> _Working data_:

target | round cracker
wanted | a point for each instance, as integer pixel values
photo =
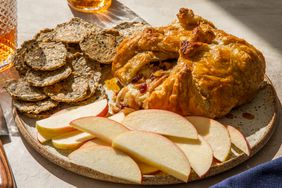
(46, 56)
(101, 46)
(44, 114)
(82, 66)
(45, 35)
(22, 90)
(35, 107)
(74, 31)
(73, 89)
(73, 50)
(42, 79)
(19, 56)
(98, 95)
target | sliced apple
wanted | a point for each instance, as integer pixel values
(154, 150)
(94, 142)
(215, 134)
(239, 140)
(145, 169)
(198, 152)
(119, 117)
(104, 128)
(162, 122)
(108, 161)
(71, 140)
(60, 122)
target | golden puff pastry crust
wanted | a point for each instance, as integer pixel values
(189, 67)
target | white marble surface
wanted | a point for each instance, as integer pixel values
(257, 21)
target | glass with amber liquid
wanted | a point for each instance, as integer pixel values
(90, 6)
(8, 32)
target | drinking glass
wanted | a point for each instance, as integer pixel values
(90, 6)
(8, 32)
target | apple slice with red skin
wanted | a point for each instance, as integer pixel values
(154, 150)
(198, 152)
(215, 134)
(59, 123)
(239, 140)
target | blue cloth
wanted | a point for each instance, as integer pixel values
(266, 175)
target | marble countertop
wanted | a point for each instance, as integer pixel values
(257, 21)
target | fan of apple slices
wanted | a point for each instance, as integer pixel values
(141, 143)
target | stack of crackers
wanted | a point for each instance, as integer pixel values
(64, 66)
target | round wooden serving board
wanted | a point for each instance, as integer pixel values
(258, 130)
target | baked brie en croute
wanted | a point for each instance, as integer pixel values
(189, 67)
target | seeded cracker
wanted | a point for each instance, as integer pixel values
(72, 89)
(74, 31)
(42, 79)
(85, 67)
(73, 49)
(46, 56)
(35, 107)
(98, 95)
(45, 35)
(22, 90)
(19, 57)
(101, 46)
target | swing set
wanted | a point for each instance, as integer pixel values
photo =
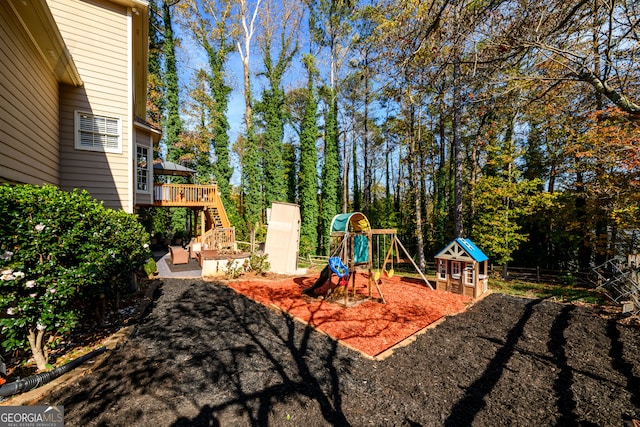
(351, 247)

* * *

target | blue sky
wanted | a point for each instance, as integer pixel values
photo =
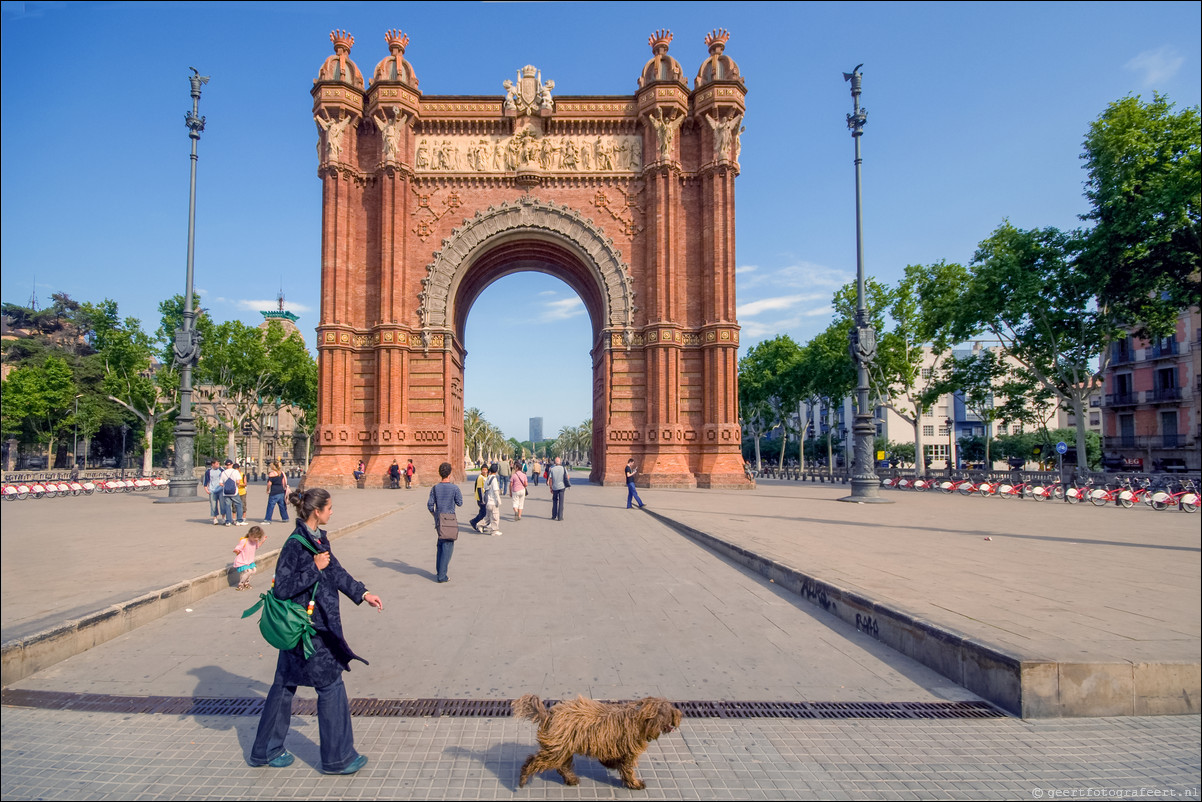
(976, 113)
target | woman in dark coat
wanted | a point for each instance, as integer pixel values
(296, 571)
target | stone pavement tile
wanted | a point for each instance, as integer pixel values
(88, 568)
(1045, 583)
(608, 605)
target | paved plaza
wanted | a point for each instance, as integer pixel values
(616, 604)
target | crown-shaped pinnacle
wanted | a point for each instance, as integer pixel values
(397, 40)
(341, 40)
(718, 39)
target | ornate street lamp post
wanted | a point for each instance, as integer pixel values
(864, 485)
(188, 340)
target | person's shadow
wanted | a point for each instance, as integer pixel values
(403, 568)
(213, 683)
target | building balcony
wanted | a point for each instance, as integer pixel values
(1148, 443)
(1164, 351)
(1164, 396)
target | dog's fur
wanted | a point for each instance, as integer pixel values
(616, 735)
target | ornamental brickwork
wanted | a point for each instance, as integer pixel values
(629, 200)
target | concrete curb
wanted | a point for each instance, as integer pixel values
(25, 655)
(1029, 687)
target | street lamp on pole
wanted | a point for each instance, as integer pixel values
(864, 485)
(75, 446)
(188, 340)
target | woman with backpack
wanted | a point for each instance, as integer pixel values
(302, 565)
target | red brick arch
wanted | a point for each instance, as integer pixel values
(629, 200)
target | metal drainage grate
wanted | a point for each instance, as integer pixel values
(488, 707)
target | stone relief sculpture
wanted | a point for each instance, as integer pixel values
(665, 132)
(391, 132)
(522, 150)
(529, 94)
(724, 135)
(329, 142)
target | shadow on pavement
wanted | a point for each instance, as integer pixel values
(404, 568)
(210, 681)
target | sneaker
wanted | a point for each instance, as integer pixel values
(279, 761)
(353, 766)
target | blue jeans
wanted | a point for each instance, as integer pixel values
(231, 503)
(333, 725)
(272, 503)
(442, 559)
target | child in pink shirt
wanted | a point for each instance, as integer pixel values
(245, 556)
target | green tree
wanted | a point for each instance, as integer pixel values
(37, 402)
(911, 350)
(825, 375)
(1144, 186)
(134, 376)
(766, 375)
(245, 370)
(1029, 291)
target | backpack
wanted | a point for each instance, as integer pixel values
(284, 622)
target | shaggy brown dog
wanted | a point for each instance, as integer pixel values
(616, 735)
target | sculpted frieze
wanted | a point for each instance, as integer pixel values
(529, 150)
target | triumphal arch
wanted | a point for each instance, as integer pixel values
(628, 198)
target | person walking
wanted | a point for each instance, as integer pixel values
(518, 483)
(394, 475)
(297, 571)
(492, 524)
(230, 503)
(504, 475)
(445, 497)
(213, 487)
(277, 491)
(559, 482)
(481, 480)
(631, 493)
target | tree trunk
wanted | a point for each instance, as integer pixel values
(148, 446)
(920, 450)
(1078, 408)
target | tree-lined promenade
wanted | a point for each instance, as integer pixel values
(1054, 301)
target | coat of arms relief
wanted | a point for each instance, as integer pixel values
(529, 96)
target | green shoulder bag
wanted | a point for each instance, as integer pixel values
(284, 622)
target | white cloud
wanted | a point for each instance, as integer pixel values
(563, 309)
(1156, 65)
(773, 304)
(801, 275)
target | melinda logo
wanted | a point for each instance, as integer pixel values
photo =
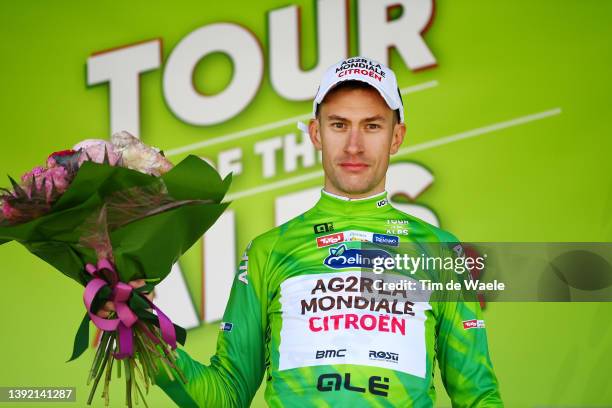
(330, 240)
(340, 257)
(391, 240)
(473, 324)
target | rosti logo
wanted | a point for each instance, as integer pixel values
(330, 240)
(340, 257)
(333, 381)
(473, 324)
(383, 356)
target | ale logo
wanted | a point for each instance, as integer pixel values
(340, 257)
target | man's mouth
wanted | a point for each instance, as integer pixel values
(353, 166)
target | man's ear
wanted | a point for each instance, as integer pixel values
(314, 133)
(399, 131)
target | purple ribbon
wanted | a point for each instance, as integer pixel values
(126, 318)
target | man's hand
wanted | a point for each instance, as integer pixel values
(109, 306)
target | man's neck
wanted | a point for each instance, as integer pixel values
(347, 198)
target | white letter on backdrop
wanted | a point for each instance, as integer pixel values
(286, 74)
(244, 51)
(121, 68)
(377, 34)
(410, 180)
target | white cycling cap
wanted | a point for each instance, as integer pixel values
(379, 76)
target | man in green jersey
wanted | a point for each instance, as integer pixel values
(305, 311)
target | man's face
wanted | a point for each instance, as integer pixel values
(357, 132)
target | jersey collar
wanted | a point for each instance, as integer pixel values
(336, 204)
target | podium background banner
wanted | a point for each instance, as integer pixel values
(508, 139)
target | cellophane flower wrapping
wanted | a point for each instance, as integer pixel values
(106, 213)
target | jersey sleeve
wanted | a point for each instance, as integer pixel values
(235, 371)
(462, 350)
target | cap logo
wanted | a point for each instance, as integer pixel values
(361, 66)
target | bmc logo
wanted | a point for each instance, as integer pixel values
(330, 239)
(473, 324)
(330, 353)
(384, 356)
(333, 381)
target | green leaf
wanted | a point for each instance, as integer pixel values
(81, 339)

--

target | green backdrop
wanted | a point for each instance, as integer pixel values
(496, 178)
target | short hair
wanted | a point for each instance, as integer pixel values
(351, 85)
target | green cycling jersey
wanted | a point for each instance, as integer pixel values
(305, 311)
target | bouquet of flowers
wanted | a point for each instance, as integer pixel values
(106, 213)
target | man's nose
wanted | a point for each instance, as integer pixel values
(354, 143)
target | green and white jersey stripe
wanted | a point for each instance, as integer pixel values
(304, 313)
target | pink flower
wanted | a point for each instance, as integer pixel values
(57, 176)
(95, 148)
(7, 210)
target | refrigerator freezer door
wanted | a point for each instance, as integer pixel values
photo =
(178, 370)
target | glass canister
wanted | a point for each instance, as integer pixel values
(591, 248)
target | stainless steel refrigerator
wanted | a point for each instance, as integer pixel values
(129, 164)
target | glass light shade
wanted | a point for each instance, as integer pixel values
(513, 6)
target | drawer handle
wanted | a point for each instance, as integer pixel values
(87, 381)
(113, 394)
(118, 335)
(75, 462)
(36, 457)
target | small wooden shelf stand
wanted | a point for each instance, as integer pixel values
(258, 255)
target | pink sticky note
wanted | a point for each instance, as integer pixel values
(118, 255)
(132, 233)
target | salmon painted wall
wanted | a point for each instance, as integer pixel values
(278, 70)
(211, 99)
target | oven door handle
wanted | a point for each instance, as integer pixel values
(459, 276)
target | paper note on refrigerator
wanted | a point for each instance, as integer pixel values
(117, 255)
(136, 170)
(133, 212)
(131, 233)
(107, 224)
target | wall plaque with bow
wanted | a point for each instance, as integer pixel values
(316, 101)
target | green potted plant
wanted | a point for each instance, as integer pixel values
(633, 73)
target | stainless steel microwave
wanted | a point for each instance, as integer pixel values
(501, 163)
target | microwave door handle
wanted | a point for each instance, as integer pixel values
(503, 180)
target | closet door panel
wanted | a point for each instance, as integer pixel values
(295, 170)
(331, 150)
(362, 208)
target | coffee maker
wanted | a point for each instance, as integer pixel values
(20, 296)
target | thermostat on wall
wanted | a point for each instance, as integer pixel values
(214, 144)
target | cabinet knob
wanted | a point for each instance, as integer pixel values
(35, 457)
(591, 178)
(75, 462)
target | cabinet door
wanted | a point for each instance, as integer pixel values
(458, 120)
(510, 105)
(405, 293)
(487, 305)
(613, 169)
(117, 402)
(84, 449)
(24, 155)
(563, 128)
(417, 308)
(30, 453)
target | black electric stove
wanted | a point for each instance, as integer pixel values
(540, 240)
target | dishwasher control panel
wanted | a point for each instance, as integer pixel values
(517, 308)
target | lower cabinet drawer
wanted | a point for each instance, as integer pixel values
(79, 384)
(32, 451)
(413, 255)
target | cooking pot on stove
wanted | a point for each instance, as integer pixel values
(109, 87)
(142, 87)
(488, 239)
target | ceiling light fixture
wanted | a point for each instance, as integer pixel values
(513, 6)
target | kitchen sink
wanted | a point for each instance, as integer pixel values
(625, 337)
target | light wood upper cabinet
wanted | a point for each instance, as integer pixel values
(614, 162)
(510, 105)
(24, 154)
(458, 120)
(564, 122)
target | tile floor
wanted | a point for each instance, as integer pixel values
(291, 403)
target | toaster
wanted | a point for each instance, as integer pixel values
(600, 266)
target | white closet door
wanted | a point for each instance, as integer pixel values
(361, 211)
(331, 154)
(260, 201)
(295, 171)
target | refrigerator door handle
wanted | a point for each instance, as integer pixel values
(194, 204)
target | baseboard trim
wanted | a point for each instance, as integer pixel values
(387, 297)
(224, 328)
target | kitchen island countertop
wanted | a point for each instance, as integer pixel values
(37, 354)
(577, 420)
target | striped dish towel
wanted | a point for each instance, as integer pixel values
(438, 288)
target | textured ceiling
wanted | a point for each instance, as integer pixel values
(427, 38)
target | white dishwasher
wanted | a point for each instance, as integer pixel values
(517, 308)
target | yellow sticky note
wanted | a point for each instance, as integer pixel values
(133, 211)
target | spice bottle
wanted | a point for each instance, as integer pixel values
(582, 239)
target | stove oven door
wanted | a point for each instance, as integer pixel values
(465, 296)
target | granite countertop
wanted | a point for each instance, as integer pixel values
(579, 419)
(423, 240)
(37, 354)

> _Exercise prompt_:
Output the lines of the records above exactly as they appear, from the line containing "target | kitchen sink" through the line containing "target | toaster".

> _The completed task_:
target | kitchen sink
wanted | a point for each instance, as integer pixel values
(625, 337)
target | light wood upper cabinet
wanted | a point for each instance, as integer pixel values
(614, 162)
(510, 105)
(24, 154)
(458, 120)
(564, 122)
target | tile floor
wanted | a point for each instance, as integer pixel values
(291, 403)
target | toaster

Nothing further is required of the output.